Written task:
Return each line below that contains the string "yellow". Matching is case-sensitive.
==== Information provided
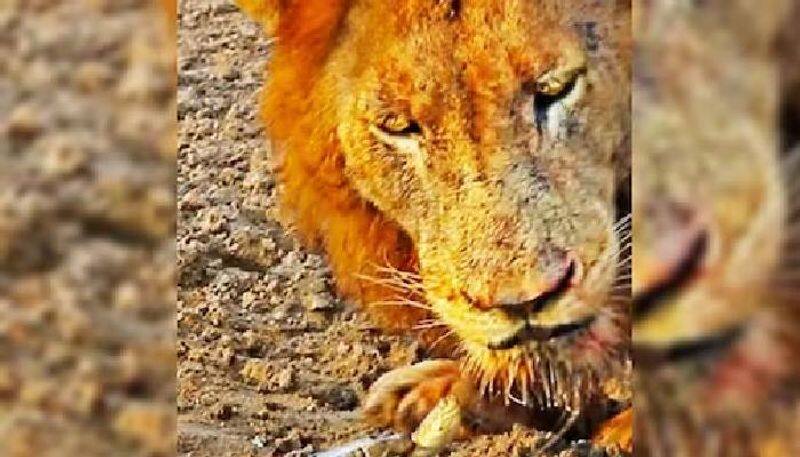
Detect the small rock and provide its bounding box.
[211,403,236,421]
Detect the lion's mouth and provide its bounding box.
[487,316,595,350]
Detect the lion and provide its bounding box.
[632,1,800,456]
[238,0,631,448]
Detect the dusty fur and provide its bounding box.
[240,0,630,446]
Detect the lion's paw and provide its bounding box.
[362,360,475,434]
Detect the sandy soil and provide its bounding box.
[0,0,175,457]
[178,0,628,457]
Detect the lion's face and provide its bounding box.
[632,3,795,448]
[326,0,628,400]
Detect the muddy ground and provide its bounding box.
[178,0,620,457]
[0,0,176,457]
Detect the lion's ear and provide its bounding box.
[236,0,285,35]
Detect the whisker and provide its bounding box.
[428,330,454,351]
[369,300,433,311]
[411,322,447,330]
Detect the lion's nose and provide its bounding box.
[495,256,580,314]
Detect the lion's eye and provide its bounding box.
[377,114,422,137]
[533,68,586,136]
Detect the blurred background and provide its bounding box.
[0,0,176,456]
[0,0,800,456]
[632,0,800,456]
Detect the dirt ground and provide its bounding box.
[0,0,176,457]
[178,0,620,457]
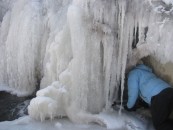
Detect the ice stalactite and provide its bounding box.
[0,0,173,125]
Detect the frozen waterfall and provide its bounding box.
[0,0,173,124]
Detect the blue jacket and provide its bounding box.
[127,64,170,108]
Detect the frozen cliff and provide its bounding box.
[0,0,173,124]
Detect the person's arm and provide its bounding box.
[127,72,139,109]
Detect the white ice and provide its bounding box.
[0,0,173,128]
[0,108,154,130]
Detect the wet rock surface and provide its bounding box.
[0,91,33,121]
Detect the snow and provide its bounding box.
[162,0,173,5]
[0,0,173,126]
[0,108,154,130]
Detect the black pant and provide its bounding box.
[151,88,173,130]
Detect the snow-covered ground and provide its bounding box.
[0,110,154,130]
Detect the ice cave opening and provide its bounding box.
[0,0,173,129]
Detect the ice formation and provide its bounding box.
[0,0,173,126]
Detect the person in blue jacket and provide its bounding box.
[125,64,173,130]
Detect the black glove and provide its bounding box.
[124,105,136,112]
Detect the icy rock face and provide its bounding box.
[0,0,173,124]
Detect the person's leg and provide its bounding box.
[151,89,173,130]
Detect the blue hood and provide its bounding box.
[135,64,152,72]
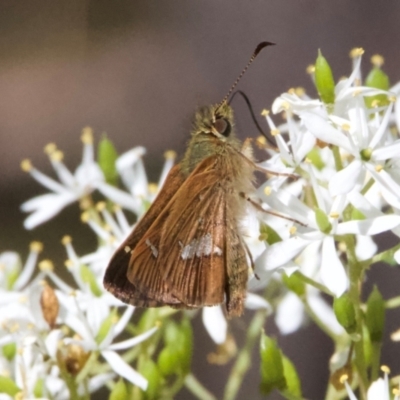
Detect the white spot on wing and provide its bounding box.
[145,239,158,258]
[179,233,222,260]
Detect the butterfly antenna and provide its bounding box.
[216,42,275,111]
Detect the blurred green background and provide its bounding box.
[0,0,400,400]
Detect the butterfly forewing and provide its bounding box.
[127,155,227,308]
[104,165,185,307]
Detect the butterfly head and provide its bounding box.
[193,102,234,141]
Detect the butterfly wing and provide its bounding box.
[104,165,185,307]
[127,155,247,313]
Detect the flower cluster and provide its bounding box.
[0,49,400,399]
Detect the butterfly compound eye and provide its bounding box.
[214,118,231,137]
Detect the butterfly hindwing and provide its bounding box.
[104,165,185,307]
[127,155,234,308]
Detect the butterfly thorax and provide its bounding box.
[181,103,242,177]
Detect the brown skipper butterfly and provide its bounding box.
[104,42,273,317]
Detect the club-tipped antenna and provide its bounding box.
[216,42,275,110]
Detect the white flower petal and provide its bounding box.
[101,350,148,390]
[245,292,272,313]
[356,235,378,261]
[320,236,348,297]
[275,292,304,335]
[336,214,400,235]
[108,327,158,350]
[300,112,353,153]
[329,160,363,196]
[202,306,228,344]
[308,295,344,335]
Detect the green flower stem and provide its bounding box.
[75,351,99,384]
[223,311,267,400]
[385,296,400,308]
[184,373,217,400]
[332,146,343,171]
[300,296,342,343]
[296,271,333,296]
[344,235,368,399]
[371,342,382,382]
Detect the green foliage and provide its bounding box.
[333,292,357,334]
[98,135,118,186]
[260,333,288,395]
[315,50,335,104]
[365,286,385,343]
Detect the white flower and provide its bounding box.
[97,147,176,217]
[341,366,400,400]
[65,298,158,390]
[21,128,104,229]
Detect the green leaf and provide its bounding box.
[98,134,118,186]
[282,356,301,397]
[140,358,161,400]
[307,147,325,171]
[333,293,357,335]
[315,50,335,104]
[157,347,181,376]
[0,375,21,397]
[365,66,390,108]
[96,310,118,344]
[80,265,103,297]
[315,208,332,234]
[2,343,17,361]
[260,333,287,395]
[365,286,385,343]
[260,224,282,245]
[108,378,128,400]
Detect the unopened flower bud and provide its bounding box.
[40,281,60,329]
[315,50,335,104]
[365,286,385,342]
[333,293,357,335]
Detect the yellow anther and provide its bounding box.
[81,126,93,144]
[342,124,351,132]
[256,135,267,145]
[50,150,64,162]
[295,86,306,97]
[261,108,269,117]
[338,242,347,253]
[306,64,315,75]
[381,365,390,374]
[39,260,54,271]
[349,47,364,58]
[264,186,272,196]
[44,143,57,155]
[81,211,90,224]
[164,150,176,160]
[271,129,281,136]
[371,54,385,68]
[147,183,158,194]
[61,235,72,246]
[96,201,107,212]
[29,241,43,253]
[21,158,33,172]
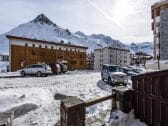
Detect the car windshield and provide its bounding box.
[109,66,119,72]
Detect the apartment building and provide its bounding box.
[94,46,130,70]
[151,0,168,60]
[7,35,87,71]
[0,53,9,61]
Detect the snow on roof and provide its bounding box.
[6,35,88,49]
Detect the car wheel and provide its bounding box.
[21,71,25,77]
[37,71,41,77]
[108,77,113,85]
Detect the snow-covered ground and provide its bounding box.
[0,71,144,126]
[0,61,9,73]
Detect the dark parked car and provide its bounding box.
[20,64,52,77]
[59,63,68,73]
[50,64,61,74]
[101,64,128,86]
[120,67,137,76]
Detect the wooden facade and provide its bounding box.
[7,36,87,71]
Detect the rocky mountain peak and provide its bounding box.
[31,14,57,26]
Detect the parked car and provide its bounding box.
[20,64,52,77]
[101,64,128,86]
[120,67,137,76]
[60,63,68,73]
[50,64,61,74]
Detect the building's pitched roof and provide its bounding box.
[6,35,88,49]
========
==== Information provided
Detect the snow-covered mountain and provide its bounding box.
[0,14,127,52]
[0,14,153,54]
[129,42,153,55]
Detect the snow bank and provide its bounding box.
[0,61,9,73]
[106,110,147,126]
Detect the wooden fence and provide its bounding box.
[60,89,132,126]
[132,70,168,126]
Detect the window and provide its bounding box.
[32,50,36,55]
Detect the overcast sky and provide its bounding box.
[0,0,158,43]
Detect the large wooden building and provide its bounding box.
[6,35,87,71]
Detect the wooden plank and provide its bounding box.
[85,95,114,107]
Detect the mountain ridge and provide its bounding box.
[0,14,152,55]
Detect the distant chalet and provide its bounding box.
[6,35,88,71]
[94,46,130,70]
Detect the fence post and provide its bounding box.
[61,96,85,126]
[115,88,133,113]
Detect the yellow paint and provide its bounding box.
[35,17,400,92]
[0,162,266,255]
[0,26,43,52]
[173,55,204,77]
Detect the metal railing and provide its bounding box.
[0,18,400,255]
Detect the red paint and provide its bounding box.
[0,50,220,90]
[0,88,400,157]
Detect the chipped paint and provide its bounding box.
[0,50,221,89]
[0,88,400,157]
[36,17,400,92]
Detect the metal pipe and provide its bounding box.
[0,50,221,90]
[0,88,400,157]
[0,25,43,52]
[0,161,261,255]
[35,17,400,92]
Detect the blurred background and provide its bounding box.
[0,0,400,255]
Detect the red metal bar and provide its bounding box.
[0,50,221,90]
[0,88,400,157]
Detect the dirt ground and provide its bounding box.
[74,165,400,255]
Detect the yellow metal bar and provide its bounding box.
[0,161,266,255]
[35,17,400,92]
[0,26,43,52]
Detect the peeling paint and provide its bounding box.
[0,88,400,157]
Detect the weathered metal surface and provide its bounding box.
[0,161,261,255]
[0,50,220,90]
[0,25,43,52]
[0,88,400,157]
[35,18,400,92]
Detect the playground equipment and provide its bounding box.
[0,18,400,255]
========
Result of the exercise:
Detect the yellow anther and provide its bounding box.
Detect the yellow paint and provide its bounding box.
Detect the yellow metal bar and provide its bounding box.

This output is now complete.